| TASKS TO COMPLETE |
(a) In the article on graduate unemployment below, recast the paragraph beginning "It also noted that post-Covid" as a short bulleted list that keeps its main facts.
(b) Carry on the article on graduate unemployment below, picking up after its final sentence.

(READING PASSAGE Opens)

Almost 40% Graduates Under Age 25 Unemployed: Report
The unemployment rate rises up to almost 40 per cent for educated young adults under the age of 25, according to the State of Working India report published by Azim Premji University.
For graduates over the age of 35, it dropped to less than 5 per cent which shows that graduates finally do find employment, but the nature of an occupation remains in question.
It also noted that post-Covid, unemployment is decreasing across all educational levels. However, it continues to be above 15 per cent for graduates, and more concerningly, it reaches a staggering 42 per cent for recent graduates. On the other end of the spectrum, it is between 2 and 3 percent for older, less educated workers.
Further, it encapsulated the social factors weighing on the employment patterns across caste and gender. It finds that owners of companies with more than 20 employees are hardly belong to SC or ST and the over-representation of the higher caste also rises with the size of the firm. Between the two extremes are the OBCs.

(READING PASSAGE Closes)
(DATA EXTRACT Opens)

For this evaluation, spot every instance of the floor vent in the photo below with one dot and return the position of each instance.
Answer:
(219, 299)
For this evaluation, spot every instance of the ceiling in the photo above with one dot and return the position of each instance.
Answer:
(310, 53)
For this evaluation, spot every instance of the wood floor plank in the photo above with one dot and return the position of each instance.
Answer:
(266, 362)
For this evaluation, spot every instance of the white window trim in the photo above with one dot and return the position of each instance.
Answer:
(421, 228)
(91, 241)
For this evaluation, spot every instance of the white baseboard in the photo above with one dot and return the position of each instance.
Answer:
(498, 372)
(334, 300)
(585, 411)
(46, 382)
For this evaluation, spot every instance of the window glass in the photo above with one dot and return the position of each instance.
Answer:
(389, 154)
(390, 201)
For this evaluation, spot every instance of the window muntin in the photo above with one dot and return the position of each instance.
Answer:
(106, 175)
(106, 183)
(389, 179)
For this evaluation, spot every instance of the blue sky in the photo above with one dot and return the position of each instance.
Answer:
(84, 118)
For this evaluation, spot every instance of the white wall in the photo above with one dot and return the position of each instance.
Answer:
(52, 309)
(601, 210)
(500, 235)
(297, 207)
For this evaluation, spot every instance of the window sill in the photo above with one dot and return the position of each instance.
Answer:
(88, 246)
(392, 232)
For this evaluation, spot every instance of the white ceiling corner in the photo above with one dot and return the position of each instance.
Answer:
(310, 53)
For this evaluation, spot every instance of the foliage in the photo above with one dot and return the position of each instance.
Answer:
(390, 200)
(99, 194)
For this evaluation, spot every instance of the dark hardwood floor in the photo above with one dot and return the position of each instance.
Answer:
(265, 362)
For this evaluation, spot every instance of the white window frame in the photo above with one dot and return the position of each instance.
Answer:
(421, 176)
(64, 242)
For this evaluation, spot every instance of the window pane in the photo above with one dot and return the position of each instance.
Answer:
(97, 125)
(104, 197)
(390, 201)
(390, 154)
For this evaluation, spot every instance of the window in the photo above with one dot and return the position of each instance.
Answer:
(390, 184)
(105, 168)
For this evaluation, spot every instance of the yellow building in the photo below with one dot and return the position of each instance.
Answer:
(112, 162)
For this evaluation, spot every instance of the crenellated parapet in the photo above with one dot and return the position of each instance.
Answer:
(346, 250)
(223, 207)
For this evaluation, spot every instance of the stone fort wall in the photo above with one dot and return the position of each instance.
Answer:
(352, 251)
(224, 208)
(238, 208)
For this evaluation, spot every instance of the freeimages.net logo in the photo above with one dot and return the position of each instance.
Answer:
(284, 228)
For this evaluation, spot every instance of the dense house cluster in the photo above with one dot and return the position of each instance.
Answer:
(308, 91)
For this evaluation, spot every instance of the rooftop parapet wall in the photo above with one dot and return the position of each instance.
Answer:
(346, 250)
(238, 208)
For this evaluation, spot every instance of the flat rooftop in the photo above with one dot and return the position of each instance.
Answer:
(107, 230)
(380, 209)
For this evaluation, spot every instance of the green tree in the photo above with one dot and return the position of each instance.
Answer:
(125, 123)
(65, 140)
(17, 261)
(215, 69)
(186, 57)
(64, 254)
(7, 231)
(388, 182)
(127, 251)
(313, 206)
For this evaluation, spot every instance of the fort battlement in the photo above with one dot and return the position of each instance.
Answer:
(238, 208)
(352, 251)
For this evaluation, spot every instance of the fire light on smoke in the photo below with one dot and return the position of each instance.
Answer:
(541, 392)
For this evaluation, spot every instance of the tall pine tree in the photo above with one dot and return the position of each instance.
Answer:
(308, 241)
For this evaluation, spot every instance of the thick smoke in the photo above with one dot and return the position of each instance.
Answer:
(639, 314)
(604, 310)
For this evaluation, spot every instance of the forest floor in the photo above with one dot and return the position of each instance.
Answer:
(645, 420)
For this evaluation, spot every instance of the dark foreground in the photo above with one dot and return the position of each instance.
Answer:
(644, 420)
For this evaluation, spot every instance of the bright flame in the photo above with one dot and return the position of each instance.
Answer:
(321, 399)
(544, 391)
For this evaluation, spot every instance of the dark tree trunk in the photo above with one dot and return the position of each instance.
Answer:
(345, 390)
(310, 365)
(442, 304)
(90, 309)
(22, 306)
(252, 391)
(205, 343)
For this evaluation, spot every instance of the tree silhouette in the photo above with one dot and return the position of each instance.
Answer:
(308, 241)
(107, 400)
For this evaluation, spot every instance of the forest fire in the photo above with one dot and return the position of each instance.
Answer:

(DATA EXTRACT Closes)

| PER-TASK ANSWERS |
(a)
- Since Covid, unemployment has been falling at all educational levels.
- Among graduates, it remains above 15 percent.
- Among recent graduates, it reaches 42 percent.
- Among older, less educated workers, it is between 2 and 3 percent.

(b)
“Self-employment and women SC/ST employees experience the greatest income inequality. In salaried employment, women make 76 per cent of what males make on average; this percentage reduces to 40 per cent for self-employed individuals,” it stated.
It showed that women are also more likely to work outside the home in areas with a higher percentage of major businesses (those employing more than 10 people). When individual and household factors are taken into account, data also reveals that the likelihood of the wife having a job is low in households where the husband earns a high income. Although the religious disparity is smaller than the caste divide (SC/ST – Others), it is still similar at 76 per cent. More pronounced inequities develop where caste and gender overlap. Only 54 per cent of what women from upper castes make in waged work is earned by SC/ST women.